[Start of DATASET EXCERPTS]

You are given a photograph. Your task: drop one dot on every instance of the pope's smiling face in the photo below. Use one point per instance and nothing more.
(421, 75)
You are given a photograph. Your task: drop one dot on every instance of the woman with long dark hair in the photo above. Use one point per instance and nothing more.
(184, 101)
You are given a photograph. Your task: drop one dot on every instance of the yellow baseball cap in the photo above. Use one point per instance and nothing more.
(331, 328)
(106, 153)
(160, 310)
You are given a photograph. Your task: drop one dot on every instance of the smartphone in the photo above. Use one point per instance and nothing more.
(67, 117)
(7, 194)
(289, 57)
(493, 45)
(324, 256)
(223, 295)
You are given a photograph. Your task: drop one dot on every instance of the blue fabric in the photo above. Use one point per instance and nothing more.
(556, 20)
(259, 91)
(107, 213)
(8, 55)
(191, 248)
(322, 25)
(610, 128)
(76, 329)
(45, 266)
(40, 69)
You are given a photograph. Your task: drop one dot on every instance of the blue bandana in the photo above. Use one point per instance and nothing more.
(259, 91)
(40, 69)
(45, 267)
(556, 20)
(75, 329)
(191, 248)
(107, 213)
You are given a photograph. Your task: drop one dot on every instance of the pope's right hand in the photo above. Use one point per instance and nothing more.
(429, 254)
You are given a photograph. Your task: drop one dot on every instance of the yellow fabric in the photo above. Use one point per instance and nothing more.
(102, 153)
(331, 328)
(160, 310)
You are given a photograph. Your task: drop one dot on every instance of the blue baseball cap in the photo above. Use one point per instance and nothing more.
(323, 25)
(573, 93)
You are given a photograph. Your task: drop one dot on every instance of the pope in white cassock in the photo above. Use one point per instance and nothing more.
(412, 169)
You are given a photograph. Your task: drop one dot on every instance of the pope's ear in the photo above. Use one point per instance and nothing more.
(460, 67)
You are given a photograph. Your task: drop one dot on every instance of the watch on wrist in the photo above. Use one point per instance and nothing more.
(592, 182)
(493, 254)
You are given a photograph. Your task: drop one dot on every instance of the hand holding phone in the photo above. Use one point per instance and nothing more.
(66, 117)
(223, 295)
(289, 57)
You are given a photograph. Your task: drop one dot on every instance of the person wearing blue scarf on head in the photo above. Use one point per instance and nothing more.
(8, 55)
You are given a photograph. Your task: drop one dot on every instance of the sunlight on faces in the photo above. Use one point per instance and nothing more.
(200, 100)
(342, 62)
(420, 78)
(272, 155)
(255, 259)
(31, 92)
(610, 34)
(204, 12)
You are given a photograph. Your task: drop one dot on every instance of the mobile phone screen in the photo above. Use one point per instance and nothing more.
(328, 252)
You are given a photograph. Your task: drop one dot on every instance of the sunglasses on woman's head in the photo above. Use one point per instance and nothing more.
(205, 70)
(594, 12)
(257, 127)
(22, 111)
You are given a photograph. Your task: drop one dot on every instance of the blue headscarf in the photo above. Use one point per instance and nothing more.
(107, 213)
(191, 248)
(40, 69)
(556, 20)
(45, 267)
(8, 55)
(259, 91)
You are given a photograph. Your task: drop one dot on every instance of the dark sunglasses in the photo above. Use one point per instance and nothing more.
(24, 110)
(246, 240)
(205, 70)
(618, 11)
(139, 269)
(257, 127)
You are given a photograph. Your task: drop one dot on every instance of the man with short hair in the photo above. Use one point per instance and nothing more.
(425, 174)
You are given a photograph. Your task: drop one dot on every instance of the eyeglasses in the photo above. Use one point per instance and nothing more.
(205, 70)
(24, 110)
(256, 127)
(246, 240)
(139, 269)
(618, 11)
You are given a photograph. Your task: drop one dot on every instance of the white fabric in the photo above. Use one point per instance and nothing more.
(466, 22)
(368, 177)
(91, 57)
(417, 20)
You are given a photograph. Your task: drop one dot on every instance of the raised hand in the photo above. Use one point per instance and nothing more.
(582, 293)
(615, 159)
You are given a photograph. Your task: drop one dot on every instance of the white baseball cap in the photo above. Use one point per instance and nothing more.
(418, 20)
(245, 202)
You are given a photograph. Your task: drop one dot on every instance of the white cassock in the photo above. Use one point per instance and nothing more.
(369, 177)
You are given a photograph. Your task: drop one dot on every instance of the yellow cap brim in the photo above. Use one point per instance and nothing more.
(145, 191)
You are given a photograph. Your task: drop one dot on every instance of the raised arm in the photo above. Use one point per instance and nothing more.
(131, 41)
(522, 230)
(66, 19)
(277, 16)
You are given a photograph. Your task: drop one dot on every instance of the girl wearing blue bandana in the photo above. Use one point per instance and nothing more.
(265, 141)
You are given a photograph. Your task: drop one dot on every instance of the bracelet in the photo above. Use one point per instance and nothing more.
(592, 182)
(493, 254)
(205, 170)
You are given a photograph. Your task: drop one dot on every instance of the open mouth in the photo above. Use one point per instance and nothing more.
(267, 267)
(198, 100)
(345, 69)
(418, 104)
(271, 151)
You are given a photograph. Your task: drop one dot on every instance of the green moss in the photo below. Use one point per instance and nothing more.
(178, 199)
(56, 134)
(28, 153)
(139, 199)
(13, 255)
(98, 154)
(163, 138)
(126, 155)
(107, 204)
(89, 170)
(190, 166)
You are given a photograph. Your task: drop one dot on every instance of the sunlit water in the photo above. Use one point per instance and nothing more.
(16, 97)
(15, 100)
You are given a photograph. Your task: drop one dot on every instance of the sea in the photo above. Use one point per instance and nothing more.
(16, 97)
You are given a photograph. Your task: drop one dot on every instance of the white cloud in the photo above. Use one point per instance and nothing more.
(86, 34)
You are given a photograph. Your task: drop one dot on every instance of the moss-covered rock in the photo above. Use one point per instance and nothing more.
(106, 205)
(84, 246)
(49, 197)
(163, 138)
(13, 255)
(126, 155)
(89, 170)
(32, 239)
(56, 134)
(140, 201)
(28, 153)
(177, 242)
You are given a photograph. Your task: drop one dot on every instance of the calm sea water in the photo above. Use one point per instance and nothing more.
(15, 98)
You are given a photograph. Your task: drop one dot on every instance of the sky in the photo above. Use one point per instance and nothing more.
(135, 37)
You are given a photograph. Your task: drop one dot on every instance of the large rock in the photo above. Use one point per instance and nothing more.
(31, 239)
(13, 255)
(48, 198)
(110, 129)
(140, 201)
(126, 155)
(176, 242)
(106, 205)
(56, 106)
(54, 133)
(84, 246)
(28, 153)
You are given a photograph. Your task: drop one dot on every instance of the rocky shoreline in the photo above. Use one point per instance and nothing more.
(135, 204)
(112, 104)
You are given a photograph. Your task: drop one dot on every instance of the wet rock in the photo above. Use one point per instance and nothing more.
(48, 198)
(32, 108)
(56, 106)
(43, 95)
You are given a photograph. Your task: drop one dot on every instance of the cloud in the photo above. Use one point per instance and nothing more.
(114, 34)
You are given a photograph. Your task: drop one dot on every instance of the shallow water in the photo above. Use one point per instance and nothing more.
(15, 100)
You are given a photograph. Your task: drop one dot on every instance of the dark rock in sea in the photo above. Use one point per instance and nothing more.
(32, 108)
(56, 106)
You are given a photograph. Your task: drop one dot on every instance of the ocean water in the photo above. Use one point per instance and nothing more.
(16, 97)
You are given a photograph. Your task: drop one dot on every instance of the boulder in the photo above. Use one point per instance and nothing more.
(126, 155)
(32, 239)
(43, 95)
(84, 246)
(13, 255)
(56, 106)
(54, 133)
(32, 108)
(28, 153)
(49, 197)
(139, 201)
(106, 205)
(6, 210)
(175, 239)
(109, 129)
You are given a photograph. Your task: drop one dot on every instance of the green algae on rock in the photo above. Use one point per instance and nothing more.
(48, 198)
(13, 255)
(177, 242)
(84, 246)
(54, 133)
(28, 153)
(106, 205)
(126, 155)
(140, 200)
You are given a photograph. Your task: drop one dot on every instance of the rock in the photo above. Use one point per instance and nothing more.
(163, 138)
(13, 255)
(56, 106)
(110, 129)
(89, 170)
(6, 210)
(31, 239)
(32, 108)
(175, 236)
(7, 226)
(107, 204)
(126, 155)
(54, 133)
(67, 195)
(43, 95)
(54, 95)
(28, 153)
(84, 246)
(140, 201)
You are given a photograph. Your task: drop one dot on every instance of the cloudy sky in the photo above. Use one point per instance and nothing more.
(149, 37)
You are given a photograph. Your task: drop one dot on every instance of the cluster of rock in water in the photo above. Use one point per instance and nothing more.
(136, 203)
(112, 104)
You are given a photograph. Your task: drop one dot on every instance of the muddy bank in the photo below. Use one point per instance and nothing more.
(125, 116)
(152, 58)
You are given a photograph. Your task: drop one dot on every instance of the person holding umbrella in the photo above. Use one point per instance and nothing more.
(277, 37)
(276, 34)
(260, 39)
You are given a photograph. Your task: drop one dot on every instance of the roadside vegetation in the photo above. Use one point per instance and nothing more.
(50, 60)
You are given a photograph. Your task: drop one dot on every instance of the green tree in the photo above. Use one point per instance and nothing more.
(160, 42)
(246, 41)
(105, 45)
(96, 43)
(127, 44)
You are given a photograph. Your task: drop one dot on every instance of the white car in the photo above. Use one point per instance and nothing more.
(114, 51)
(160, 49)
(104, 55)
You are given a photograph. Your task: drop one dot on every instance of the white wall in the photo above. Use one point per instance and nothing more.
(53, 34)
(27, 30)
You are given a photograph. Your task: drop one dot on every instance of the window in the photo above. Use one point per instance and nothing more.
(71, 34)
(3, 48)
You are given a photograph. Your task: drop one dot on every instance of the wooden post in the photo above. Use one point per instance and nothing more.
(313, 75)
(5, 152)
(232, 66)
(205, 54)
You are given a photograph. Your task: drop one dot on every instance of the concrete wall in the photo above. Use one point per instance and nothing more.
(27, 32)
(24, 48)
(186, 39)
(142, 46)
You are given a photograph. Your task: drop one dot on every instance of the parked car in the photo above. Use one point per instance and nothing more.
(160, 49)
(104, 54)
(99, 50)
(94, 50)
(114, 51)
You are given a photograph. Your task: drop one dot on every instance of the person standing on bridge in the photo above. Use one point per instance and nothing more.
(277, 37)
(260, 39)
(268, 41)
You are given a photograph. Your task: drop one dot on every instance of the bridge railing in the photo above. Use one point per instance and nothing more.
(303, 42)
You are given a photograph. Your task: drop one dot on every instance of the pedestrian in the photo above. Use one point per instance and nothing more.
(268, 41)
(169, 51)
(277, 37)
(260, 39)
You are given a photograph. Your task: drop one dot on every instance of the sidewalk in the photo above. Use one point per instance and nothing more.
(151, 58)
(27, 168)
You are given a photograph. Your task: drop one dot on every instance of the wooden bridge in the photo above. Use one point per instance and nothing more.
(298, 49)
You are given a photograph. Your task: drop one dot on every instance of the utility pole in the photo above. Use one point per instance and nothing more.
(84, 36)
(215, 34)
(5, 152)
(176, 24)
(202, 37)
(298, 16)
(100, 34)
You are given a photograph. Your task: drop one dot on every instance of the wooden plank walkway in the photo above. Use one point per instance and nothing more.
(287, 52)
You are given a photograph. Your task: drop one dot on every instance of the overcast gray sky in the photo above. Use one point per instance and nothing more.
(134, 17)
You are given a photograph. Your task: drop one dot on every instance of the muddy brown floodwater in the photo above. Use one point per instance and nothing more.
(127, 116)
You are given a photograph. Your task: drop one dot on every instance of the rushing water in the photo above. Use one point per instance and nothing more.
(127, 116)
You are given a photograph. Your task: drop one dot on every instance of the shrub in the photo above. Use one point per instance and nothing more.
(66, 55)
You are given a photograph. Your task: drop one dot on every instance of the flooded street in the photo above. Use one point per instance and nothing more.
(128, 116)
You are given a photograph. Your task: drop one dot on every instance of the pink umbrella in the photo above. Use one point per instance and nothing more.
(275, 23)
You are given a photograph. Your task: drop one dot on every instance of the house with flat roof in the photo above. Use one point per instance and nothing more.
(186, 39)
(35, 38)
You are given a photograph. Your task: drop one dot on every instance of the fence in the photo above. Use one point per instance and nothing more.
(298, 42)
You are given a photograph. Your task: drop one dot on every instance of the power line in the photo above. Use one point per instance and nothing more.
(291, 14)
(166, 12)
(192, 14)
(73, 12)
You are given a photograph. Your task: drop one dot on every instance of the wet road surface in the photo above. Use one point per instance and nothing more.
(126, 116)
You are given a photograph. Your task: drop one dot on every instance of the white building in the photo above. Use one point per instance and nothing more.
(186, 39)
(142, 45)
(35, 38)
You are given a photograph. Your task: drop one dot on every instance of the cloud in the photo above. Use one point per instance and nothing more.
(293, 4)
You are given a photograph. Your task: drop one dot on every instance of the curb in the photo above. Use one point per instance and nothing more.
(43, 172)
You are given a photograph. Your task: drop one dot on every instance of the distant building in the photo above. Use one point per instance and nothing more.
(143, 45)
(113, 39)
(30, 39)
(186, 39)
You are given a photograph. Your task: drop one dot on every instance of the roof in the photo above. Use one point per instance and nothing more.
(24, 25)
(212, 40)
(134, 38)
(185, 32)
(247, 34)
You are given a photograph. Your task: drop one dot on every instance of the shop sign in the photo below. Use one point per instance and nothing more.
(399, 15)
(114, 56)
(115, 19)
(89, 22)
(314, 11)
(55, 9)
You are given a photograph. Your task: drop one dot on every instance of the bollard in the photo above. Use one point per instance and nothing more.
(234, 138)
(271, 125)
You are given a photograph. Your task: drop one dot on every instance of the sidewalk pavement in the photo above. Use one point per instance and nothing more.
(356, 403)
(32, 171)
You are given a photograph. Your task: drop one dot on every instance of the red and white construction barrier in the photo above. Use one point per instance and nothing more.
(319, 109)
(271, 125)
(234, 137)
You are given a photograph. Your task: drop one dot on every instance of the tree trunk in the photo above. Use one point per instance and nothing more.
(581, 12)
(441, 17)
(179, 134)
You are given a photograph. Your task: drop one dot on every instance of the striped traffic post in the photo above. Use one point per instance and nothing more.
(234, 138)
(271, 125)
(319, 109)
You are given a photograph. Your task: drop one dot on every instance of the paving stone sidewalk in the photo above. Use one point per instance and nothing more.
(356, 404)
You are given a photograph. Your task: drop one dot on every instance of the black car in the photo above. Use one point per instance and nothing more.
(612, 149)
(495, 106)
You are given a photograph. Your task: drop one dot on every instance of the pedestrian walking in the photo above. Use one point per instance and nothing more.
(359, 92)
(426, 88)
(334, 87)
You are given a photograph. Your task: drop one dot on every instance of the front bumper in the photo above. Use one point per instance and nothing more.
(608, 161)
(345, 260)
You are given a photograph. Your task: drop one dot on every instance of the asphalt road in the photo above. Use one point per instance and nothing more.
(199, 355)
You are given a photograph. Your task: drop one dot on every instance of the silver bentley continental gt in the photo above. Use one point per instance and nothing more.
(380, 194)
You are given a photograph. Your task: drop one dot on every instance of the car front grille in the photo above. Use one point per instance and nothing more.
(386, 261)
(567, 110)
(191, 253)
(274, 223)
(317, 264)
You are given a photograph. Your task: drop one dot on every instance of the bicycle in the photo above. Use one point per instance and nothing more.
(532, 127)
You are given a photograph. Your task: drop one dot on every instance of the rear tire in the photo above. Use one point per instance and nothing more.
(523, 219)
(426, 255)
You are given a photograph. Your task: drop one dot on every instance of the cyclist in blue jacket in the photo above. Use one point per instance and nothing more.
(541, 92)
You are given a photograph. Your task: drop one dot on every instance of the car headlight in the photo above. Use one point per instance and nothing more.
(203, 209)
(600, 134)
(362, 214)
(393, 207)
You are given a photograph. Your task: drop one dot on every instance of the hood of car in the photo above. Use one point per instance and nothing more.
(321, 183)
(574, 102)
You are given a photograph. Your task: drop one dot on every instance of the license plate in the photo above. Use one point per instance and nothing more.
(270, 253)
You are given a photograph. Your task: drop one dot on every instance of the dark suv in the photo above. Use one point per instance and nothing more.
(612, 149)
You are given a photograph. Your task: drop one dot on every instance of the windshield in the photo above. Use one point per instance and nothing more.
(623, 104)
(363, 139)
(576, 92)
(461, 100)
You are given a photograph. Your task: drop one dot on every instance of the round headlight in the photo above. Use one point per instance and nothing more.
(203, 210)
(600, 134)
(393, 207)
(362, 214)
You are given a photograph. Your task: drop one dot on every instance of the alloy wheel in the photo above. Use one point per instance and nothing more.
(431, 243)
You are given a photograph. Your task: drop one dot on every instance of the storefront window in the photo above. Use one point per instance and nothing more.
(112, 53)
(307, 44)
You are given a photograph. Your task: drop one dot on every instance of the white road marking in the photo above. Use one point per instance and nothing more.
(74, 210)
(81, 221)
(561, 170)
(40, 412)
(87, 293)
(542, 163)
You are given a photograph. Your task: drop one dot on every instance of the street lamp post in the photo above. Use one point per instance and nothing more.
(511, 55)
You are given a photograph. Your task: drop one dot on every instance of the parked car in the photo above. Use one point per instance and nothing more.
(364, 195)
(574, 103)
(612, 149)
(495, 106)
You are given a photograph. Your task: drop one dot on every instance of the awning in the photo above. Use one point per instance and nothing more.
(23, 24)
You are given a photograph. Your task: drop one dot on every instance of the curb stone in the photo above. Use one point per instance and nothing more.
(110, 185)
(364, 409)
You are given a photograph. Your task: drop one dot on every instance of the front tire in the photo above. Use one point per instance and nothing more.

[End of DATASET EXCERPTS]

Make an exact copy of every line from the one with "of the street" to the end of the data, with the first and last of those lines included.

▶ [ANSWER BELOW]
You are given a photograph. Your task: drop one dot on every instance of the street lamp post in the photo above. Use one point per instance and nothing more.
(511, 55)
You are given a photograph. Your task: drop one dot on every instance of the parked car in the photo above. Use one point per instance and nothing more.
(364, 195)
(574, 103)
(612, 149)
(495, 106)
You are given a photograph. Your task: drop one dot on every instance of the awning in the photo above. Use one point per instance and nothing more.
(23, 24)
You are given a photograph. Your task: drop one dot on every instance of the curb stone in the photo above. Use one point per instance and nothing more.
(110, 185)
(364, 409)
You are given a photograph. Your task: drop one dot on every instance of the front tire in the photo above. Use one point per instance and nothing more.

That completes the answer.